[START OF READING TEXT]

But this is because even Windows is re-evaluating the market regards what an OS should offer. The point is the entire market is changing.
To me Macs and Thunderbolt will give me maximum flexibility (with other Macs at least). Actually Asus and Acer have announced support for Thunderbolt as well. I’ll bet it’ll be on laptops first. Somebody is thinking that all this high speed I/O is in demand on laptops the most . . . because pros don’t use laptops, you think?
[Aindreas Gallagher] “the days of FCP studio are going to end up being eulogised. particularly if avid goes under now too.
editing is sliding into a hole here.”
All the NLE makers are grappling with this and certainly the Pros are as well. When Pros paid $100k for a system it didn’t need to be a large market to be profitable relative to the low cost masses.
What we have is Avid and Apple both had portions (although sometimes different portions) of the Pro market and it are reacting to the changes in the economics of the Pro market.
Adobe Premiere Pro didn’t’ have that market (but certainly After Effects was there but there are certainly higher end contenders as well in motion graphics) and they’re trying to get further in that market. If all they pick up are the FCP pieces it may be limited growth. Of course Adobe, like Apple (and unlike Avid) isn’t solely dependent on the Pro market. They’re diversified companies.

[END OF READING TEXT]
[START OF DATA PROVIDED]

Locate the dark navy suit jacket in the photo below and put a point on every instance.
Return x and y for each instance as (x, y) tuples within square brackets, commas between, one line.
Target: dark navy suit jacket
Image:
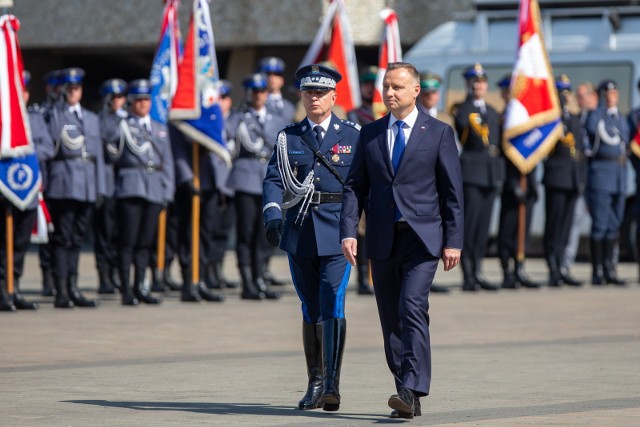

[END OF DATA PROVIDED]

▶ **WHAT IS ASKED**
A) In the post on the editing software market, which two companies have announced support for Thunderbolt?
B) Copy the stretch of the post on the editing software market from "But this is" through "laptops, you think?".
C) Decide whether each statement agrees with the post on the editing software market, and quote the words that settle it: (i) Adobe depends solely on the Pro market. (ii) The writer bets Thunderbolt will appear on laptops first. (iii) When Pros paid $100k for a system, a large market was needed for profit.

▶ **THE RESULTS**
A) Asus and Acer.

B)
But this is because even Windows is re-evaluating the market regards what an OS should offer. The point is the entire market is changing.
To me Macs and Thunderbolt will give me maximum flexibility (with other Macs at least). Actually Asus and Acer have announced support for Thunderbolt as well. I’ll bet it’ll be on laptops first. Somebody is thinking that all this high speed I/O is in demand on laptops the most . . . because pros don’t use laptops, you think?

C)
(i) No: "Of course Adobe, like Apple (and unlike Avid) isn’t solely dependent on the Pro market."
(ii) Yes: "I’ll bet it’ll be on laptops first."
(iii) No: "When Pros paid $100k for a system it didn’t need to be a large market to be profitable relative to the low cost masses."